Tareas:
• A. Según el texto sobre género y cooperación internacional, ¿qué significan las siglas MED?
• B. Prolongue el texto sobre género y cooperación internacional a partir de su última oración.

Extracto de la fuente:
En consecuencia, bajo el concepto de género se entiende una construcción social de lo masculino y lo femenino y los roles que se les adscriben socialmente a los sexos. Estos roles, por su carácter de producto social, son aprendidos y muestran variaciones en el tiempo y en el espacio.

Desde la perspectiva de la cooperación internacional para el Desarrollo, este proceso de visibilización de las mujeres, de reconstrucción de su propia historia y de desarrollo de nuevas relaciones entre ambos sexos, es un fenómeno relativamente reciente (apenas unas décadas) y no ajeno a ciertas controversias.

Como se verá en los apartados siguientes, a partir del modelo de desarrollo basado en el enfoque del bienestar -que consideraba a las mujeres como grupo social «vulnerable», pasando por los de equidad y antipobreza -, que ha promovido programas específicos MED (Mujer en el Desarrollo) para compensar las desigualdades objetivas entre los sexos, se ha ido evolucionando hacia el enfoque de la eficiencia y al de la adquisición y generación de poder para superar la subordinación histórica de las mujeres.

El reto de futuro para la cooperación internacional requiere incorporar la dimensión del género al análisis causal de la discriminación: avanzar conceptualmente, y en las respuestas a las necesidades prácticas y estratégicas del desarrollo, con esta nueva visión de las relaciones entre hombres y mujeres. En todo esto la educación formal y no formal y los proyectos socioculturales incardinados en los programas de desarrollo comunitario y de cooperación internacional, serán siempre medios fundamentales para producir los cambios de actitud y el nuevo paradigma de relaciones inter-géneros.

Las estrategias de intervención contemplarán así elementos de equidad desde una perspectiva relacional de carácter genérico, que sirvan a la transformación social y productiva, y que sean también la base para el pleno ejercicio de la ciudadanía y de la participación democrática.

Fragmentos de datos:
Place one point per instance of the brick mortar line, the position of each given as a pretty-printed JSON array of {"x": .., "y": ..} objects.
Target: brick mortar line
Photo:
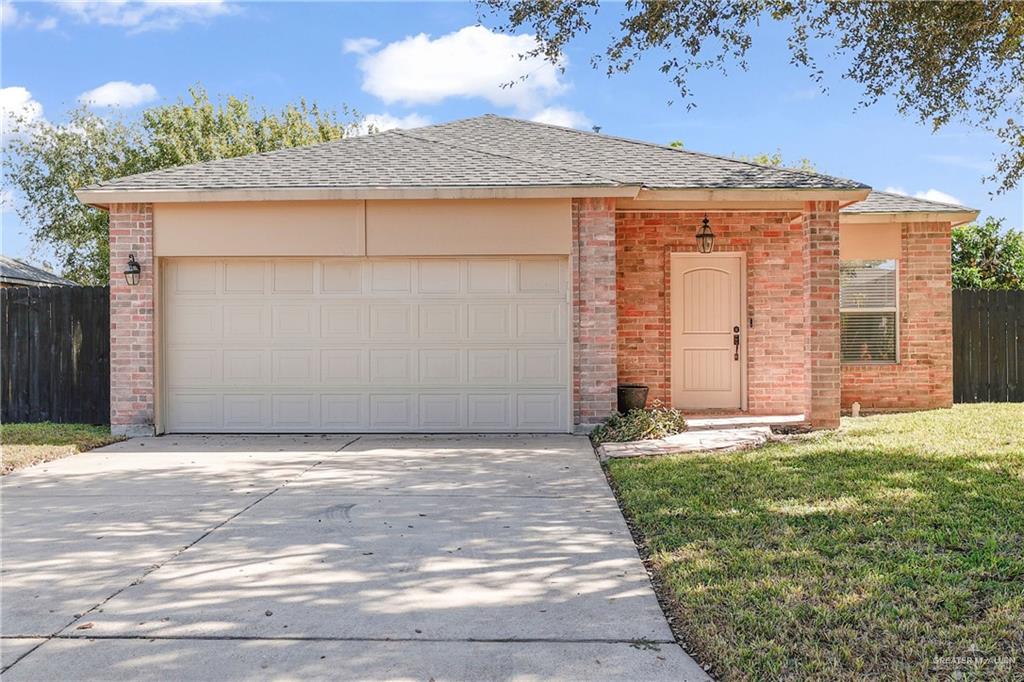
[{"x": 157, "y": 566}]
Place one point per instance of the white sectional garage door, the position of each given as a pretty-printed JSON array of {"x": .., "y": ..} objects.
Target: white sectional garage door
[{"x": 365, "y": 344}]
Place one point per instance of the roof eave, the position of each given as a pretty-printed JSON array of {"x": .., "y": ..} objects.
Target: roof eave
[
  {"x": 954, "y": 218},
  {"x": 713, "y": 195},
  {"x": 102, "y": 198}
]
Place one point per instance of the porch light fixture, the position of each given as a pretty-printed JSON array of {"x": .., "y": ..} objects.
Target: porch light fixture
[
  {"x": 133, "y": 270},
  {"x": 706, "y": 238}
]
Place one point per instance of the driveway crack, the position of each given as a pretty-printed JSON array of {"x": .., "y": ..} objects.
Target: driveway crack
[{"x": 156, "y": 566}]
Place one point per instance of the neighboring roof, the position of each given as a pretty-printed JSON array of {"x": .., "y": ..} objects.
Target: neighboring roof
[
  {"x": 482, "y": 152},
  {"x": 14, "y": 271},
  {"x": 890, "y": 207},
  {"x": 888, "y": 202}
]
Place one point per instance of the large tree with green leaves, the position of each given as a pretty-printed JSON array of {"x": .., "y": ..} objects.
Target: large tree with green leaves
[
  {"x": 985, "y": 256},
  {"x": 941, "y": 61},
  {"x": 44, "y": 163}
]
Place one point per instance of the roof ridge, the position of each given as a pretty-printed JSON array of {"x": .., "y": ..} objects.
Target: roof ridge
[
  {"x": 706, "y": 155},
  {"x": 406, "y": 133},
  {"x": 897, "y": 195}
]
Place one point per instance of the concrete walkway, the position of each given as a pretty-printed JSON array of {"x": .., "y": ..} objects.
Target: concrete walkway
[{"x": 242, "y": 557}]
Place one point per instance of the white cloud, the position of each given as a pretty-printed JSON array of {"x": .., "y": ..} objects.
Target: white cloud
[
  {"x": 11, "y": 16},
  {"x": 382, "y": 122},
  {"x": 16, "y": 103},
  {"x": 148, "y": 14},
  {"x": 960, "y": 161},
  {"x": 8, "y": 13},
  {"x": 119, "y": 93},
  {"x": 937, "y": 196},
  {"x": 928, "y": 195},
  {"x": 559, "y": 116},
  {"x": 359, "y": 45},
  {"x": 470, "y": 62}
]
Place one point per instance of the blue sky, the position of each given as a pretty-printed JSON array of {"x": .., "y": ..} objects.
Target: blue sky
[{"x": 410, "y": 64}]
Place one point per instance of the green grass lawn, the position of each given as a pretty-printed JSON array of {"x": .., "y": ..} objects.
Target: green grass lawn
[
  {"x": 892, "y": 548},
  {"x": 25, "y": 444}
]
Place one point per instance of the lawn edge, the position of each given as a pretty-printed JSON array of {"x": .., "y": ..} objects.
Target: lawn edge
[{"x": 670, "y": 608}]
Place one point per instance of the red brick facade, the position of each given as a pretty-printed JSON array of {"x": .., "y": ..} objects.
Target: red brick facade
[
  {"x": 594, "y": 335},
  {"x": 622, "y": 326},
  {"x": 820, "y": 227},
  {"x": 923, "y": 378},
  {"x": 776, "y": 360},
  {"x": 132, "y": 368}
]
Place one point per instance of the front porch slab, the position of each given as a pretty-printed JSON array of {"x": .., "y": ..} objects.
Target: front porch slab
[{"x": 691, "y": 441}]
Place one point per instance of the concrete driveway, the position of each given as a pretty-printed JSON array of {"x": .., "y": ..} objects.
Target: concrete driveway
[{"x": 289, "y": 557}]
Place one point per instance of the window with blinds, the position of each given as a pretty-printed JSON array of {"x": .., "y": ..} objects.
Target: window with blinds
[{"x": 867, "y": 298}]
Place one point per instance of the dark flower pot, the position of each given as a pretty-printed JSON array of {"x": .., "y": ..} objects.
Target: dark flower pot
[{"x": 632, "y": 396}]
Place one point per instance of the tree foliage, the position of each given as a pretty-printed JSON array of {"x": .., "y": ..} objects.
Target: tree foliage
[
  {"x": 775, "y": 160},
  {"x": 941, "y": 61},
  {"x": 985, "y": 256},
  {"x": 45, "y": 163}
]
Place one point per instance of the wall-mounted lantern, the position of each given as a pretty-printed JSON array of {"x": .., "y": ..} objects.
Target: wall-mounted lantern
[
  {"x": 706, "y": 238},
  {"x": 133, "y": 270}
]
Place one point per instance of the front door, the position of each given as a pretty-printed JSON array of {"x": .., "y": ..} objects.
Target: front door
[{"x": 708, "y": 331}]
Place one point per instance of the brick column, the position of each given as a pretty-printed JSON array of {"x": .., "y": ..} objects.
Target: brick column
[
  {"x": 820, "y": 223},
  {"x": 132, "y": 369},
  {"x": 594, "y": 315}
]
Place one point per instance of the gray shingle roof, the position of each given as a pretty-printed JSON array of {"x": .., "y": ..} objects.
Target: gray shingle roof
[
  {"x": 625, "y": 161},
  {"x": 14, "y": 271},
  {"x": 887, "y": 202},
  {"x": 482, "y": 152}
]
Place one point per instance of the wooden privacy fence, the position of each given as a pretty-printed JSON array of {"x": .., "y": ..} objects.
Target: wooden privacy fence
[
  {"x": 55, "y": 354},
  {"x": 988, "y": 346}
]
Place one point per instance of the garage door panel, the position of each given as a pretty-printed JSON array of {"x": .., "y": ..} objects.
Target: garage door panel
[
  {"x": 196, "y": 322},
  {"x": 345, "y": 412},
  {"x": 190, "y": 411},
  {"x": 539, "y": 412},
  {"x": 357, "y": 344},
  {"x": 390, "y": 322},
  {"x": 440, "y": 412},
  {"x": 391, "y": 276},
  {"x": 245, "y": 276},
  {"x": 343, "y": 321},
  {"x": 295, "y": 367},
  {"x": 488, "y": 278},
  {"x": 293, "y": 276},
  {"x": 343, "y": 367},
  {"x": 341, "y": 276},
  {"x": 438, "y": 276},
  {"x": 391, "y": 412},
  {"x": 489, "y": 412},
  {"x": 440, "y": 322},
  {"x": 246, "y": 322},
  {"x": 246, "y": 367},
  {"x": 489, "y": 322},
  {"x": 439, "y": 367},
  {"x": 246, "y": 412},
  {"x": 540, "y": 322},
  {"x": 295, "y": 412},
  {"x": 195, "y": 367},
  {"x": 540, "y": 367},
  {"x": 290, "y": 321}
]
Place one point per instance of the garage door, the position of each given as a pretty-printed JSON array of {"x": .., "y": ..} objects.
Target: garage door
[{"x": 364, "y": 344}]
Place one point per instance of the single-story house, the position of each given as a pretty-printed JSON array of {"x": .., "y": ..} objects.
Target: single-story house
[
  {"x": 497, "y": 274},
  {"x": 15, "y": 273}
]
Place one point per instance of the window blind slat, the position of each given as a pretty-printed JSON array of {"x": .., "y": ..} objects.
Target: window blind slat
[{"x": 867, "y": 304}]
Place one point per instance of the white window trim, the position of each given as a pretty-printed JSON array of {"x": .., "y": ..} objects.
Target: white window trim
[{"x": 895, "y": 309}]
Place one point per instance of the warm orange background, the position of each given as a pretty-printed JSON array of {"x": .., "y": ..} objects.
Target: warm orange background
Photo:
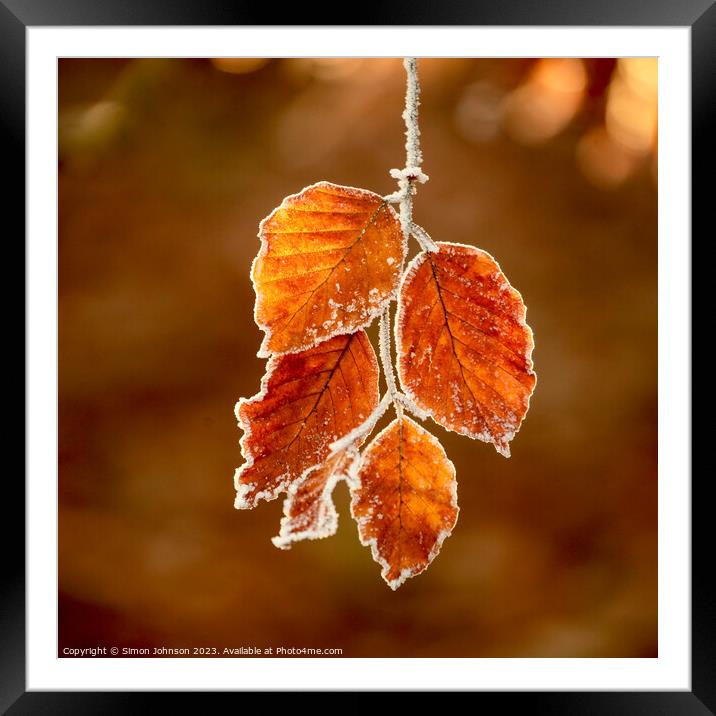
[{"x": 166, "y": 168}]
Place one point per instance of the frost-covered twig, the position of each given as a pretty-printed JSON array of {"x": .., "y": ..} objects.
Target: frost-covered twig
[
  {"x": 365, "y": 428},
  {"x": 411, "y": 174},
  {"x": 423, "y": 238},
  {"x": 407, "y": 177}
]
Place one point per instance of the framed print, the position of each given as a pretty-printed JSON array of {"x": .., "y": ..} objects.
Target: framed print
[{"x": 296, "y": 292}]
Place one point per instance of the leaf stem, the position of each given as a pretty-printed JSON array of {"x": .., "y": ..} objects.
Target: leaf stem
[{"x": 408, "y": 177}]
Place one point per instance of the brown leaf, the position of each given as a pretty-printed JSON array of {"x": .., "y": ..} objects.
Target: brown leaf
[
  {"x": 329, "y": 261},
  {"x": 309, "y": 512},
  {"x": 404, "y": 500},
  {"x": 307, "y": 400},
  {"x": 465, "y": 351}
]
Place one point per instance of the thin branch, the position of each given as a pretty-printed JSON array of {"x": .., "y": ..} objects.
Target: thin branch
[
  {"x": 365, "y": 428},
  {"x": 408, "y": 177},
  {"x": 386, "y": 359}
]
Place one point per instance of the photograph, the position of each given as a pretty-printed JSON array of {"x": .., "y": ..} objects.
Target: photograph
[{"x": 357, "y": 357}]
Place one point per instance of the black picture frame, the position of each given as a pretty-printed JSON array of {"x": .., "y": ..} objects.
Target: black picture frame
[{"x": 17, "y": 15}]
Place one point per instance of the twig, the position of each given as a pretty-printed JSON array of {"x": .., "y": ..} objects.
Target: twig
[{"x": 408, "y": 177}]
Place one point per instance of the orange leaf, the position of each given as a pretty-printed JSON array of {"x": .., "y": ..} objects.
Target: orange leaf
[
  {"x": 465, "y": 351},
  {"x": 309, "y": 512},
  {"x": 404, "y": 500},
  {"x": 307, "y": 400},
  {"x": 329, "y": 261}
]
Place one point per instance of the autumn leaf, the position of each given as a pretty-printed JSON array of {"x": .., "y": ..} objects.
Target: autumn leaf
[
  {"x": 404, "y": 500},
  {"x": 309, "y": 512},
  {"x": 329, "y": 262},
  {"x": 307, "y": 400},
  {"x": 465, "y": 351}
]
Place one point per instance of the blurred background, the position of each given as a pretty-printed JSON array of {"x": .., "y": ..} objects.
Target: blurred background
[{"x": 166, "y": 168}]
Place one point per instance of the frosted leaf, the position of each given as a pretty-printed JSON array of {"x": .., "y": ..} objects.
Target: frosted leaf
[
  {"x": 319, "y": 250},
  {"x": 404, "y": 500},
  {"x": 309, "y": 512},
  {"x": 465, "y": 350}
]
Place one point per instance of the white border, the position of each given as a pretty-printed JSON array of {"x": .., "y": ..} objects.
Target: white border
[{"x": 671, "y": 670}]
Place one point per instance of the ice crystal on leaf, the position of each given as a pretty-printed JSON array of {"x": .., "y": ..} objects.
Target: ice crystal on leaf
[
  {"x": 465, "y": 351},
  {"x": 307, "y": 401},
  {"x": 404, "y": 499},
  {"x": 319, "y": 250}
]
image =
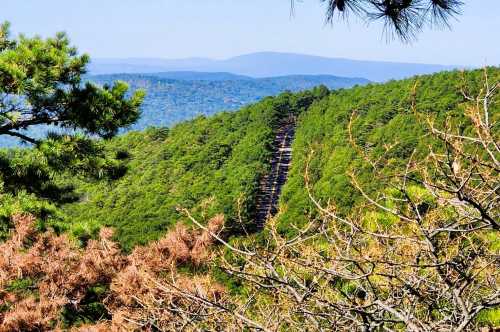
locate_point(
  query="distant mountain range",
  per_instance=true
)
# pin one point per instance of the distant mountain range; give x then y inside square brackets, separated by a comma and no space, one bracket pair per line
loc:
[270,64]
[176,96]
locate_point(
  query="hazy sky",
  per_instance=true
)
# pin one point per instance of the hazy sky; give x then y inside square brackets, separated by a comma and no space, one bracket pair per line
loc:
[224,28]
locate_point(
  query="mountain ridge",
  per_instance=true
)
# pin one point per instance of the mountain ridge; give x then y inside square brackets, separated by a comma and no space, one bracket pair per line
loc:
[272,64]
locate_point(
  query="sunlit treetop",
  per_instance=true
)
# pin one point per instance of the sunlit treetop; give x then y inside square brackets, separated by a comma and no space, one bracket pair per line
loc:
[402,19]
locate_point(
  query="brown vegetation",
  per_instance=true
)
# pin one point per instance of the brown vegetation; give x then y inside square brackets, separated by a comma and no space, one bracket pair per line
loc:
[145,288]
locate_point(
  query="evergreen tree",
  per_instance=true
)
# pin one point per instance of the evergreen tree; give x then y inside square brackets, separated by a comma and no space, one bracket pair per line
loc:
[402,18]
[41,85]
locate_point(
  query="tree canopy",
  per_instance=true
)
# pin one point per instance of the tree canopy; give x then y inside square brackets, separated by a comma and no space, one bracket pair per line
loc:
[402,18]
[41,86]
[41,83]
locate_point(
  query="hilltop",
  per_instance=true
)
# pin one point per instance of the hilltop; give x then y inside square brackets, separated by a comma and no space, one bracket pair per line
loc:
[271,64]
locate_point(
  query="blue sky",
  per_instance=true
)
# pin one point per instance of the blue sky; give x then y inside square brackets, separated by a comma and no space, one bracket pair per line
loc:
[224,28]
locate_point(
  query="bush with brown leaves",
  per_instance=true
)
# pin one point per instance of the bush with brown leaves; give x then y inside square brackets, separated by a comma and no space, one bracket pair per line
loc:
[145,288]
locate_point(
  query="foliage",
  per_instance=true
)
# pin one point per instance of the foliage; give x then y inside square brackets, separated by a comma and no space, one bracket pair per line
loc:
[383,120]
[403,18]
[419,254]
[41,84]
[209,165]
[48,283]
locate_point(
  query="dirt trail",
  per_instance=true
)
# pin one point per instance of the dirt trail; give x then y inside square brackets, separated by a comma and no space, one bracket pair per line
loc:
[271,184]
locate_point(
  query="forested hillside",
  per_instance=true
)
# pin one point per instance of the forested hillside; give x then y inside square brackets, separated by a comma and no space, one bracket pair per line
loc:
[331,256]
[209,165]
[383,118]
[172,97]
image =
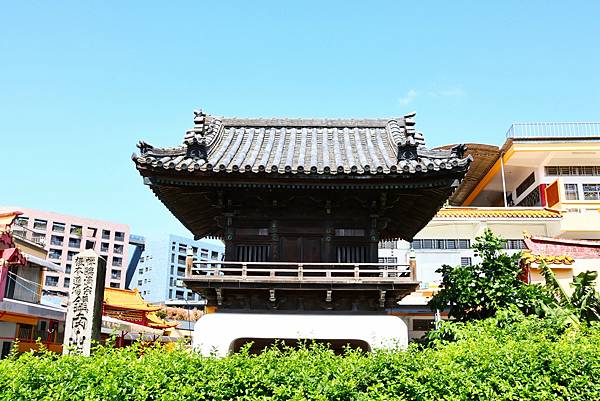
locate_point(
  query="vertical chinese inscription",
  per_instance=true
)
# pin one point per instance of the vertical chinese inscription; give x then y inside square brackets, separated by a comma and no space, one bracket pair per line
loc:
[84,313]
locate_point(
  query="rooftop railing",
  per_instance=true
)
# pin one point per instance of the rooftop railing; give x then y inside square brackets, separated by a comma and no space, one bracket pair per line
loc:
[299,272]
[554,130]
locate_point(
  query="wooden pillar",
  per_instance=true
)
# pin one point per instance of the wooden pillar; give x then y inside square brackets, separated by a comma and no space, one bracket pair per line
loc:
[373,240]
[274,233]
[229,236]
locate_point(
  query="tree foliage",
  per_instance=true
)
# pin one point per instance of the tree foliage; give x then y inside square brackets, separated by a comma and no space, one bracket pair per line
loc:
[478,291]
[509,357]
[582,306]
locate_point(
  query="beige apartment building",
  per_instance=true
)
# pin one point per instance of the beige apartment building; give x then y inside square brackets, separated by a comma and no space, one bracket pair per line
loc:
[64,236]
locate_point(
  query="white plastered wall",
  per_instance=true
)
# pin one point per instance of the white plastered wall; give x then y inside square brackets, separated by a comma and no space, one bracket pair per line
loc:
[215,333]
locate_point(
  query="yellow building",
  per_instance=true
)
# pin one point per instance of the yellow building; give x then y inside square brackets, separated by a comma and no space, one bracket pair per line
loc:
[554,165]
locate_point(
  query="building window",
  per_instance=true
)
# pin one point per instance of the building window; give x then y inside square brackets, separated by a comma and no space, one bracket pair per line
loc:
[76,230]
[52,281]
[74,242]
[56,240]
[22,221]
[515,244]
[464,244]
[529,181]
[55,253]
[532,199]
[441,244]
[25,331]
[40,224]
[423,324]
[572,170]
[115,274]
[571,192]
[388,245]
[591,191]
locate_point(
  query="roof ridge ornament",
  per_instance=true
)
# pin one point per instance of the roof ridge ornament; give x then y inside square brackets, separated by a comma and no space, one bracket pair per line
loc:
[195,138]
[405,136]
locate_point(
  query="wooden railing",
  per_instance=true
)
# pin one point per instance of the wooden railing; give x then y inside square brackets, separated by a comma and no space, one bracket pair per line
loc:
[295,271]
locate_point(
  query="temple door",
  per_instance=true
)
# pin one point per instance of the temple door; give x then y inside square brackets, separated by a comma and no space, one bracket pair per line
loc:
[301,249]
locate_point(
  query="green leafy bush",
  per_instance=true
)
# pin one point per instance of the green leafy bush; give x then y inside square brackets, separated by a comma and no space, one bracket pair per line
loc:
[509,357]
[479,291]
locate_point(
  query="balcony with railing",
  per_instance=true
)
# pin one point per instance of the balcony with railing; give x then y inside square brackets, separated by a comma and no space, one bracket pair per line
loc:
[250,274]
[296,286]
[29,235]
[548,130]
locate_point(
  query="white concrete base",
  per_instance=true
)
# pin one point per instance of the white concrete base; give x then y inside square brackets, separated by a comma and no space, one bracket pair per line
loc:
[215,333]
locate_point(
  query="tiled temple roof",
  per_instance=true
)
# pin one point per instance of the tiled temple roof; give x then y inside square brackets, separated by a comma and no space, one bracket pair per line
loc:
[497,213]
[302,146]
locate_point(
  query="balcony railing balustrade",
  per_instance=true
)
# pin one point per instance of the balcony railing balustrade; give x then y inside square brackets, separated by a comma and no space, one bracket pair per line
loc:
[299,272]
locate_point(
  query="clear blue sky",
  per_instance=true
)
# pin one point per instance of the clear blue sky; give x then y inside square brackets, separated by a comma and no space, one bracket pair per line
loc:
[82,82]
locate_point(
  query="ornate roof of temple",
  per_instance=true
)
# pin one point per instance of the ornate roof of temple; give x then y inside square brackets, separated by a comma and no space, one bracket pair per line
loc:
[302,146]
[385,160]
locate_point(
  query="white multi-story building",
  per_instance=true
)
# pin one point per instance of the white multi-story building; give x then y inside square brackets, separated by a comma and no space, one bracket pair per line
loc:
[162,266]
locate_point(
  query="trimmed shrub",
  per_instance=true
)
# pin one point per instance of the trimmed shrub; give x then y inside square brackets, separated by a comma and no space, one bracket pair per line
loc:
[510,357]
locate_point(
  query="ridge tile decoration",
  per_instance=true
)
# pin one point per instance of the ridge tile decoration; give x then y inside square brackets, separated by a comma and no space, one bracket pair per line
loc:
[302,146]
[497,213]
[230,177]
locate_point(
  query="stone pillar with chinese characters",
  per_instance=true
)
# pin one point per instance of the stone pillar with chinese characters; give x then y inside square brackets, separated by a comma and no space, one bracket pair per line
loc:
[84,312]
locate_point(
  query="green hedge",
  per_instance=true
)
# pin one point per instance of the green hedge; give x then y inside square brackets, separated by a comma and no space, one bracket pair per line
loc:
[505,358]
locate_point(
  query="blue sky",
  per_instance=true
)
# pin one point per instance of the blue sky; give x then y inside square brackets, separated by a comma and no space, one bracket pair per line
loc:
[82,82]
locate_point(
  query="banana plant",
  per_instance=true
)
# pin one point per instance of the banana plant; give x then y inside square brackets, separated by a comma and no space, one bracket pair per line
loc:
[583,305]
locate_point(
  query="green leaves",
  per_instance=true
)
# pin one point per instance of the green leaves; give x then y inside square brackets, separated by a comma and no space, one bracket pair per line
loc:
[479,291]
[508,357]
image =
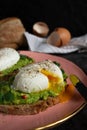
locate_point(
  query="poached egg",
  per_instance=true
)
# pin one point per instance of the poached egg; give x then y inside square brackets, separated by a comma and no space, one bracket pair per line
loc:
[38,76]
[8,57]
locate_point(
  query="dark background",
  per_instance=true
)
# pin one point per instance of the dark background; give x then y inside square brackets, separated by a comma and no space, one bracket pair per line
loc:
[71,14]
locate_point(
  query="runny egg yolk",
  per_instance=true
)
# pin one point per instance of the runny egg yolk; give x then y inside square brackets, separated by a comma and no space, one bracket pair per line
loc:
[54,80]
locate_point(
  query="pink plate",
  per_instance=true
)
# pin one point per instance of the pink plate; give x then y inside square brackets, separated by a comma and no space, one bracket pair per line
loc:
[53,115]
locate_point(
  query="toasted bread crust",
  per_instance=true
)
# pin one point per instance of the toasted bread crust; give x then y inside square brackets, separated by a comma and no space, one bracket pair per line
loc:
[29,109]
[12,32]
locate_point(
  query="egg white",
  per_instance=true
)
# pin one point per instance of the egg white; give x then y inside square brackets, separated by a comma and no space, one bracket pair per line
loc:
[8,57]
[37,77]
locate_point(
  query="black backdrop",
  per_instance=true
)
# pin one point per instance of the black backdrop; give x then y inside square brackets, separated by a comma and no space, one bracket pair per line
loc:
[71,14]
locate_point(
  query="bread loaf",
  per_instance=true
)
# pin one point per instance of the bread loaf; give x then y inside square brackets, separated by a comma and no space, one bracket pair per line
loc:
[11,32]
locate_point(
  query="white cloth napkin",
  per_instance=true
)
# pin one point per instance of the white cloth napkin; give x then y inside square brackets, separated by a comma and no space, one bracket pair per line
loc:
[38,44]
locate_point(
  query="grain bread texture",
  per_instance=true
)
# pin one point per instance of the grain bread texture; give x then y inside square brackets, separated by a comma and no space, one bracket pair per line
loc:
[11,32]
[30,109]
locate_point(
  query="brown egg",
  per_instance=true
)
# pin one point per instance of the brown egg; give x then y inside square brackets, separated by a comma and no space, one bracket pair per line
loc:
[64,35]
[40,29]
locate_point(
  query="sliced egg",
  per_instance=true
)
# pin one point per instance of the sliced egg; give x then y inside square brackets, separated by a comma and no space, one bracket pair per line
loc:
[38,76]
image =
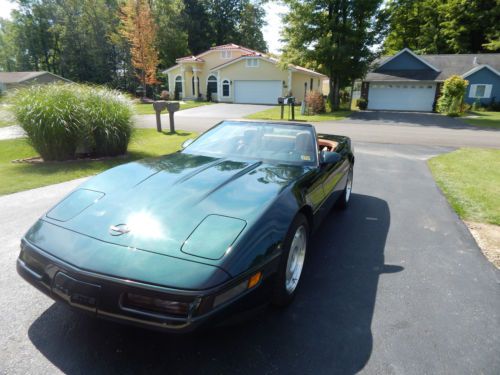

Respuestas por tarea:
• A. Mujer en el Desarrollo.

• B.
2. La incorporación de la mujer en los programas de cooperación internacional para el desarrollo

Las iniciativas sobre la cooperación internacional para el desarrollo en el tema de la mujer están vinculadas tanto en las concepciones y enfoques que han surgido sobre dichos temas como con la propia práctica del desarrollo y sus efectos en las estructuras sociales y económicas de los países del llamado tercer mundo, particularmente durante las últimas tres décadas.

La conocida primera década del desarrollo que propuso Naciones Unidas en 1960 y que tenía como base la filosofía de la «modernización» y de la «filtración hacia abajo», tuvo, entre otros efectos, movimientos y tendencias poblacionales caracterizados por altos ritmos de crecimiento y aceleradas tasas de urbanización. El crecimiento de la población superó por amplio margen el crecimiento económico y a dicho desequilibrio se le atribuyó un peso relativo como causa de la pobreza.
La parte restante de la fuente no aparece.